■ **CONSIGNES**
• 1. Recopiez le passage de l'extrait sur la jurisprudence Baby-Loup en partant de « Que retenir de » et en allant jusqu'à « de cette crèche. », en changeant « crèche » en « garderie ».
• 2. Condensez sous forme de liste le paragraphe de l'extrait sur la jurisprudence Baby-Loup qui commence par « En tout premier lieu ».

■ **EXTRAIT DU DOCUMENT**

####

Que retenir de la jurisprudence Baby-Loup après l’arrêt définitif de la Cour de Cassation rendu le 25 juin, cinq ans et demi après le début de cette saga judiciaire ? D’abord, ce qu’a voulu dire la justice. Interrogé, un magistrat de la Cour décrypte ainsi la décision qui confirme le licenciement de la salariée d’une crèche privée, licenciée pour avoir refusé de travailler sans son voile islamique (l’ordre et la formulation sont de lui) : 1- le principe de laïcité ne s’applique pas aux entreprises privées ; 2- une crèche neutre n’est pas une entreprise de conviction ; 3- comme partout, s’applique le principe de liberté religieuse, auquel il ne peut être fait d’exception que justifiée et proportionnée ; 4- la Cour de cassation considère que tel est le cas, compte tenu des caractéristiques de cette crèche.
Ce constat sans fioritures permet de tirer un bilan serein de cette jurisprudence, très attendue car elle concernait potentiellement beaucoup de monde : il y a 3 millions d’entreprises en France, et elles emploient 16 millions de personnes1. Sachant que 44% des managers disent avoir à traiter des demandes ou comportements religieux2, on mesure l’ampleur du sujet !
En tout premier lieu, la Cour de cassation rappelle aux personnes morales que sont les entreprises, ainsi qu’aux personnes physiques qu’elles emploient, que le principe de laïcité ne s’applique pas à elles. La neutralité religieuse (ou politique, d’ailleurs) ne s’applique qu’à l’Etat, à ses extensions et aux opérateurs de service public (même s’ils sont de droit privé). Pas de « laïcité en entreprise », donc.

####

■ **DONNÉES RECUEILLIES**
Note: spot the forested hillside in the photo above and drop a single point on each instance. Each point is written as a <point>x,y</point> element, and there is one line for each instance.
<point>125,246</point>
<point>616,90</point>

####

■ **RÉPONSES PAR CONSIGNE**
• 1.
Que retenir de la jurisprudence Baby-Loup après l’arrêt définitif de la Cour de Cassation rendu le 25 juin, cinq ans et demi après le début de cette saga judiciaire ? D’abord, ce qu’a voulu dire la justice. Interrogé, un magistrat de la Cour décrypte ainsi la décision qui confirme le licenciement de la salariée d’une garderie privée, licenciée pour avoir refusé de travailler sans son voile islamique (l’ordre et la formulation sont de lui) : 1- le principe de laïcité ne s’applique pas aux entreprises privées ; 2- une garderie neutre n’est pas une entreprise de conviction ; 3- comme partout, s’applique le principe de liberté religieuse, auquel il ne peut être fait d’exception que justifiée et proportionnée ; 4- la Cour de cassation considère que tel est le cas, compte tenu des caractéristiques de cette garderie.

• 2.
- La Cour de cassation rappelle aux entreprises, personnes morales, et aux personnes physiques qu'elles emploient que le principe de laïcité ne s'applique pas à elles.
- La neutralité religieuse, ou politique, ne s'applique qu'à l'État, à ses extensions et aux opérateurs de service public, même de droit privé.
- Il n'y a donc pas de « laïcité en entreprise ».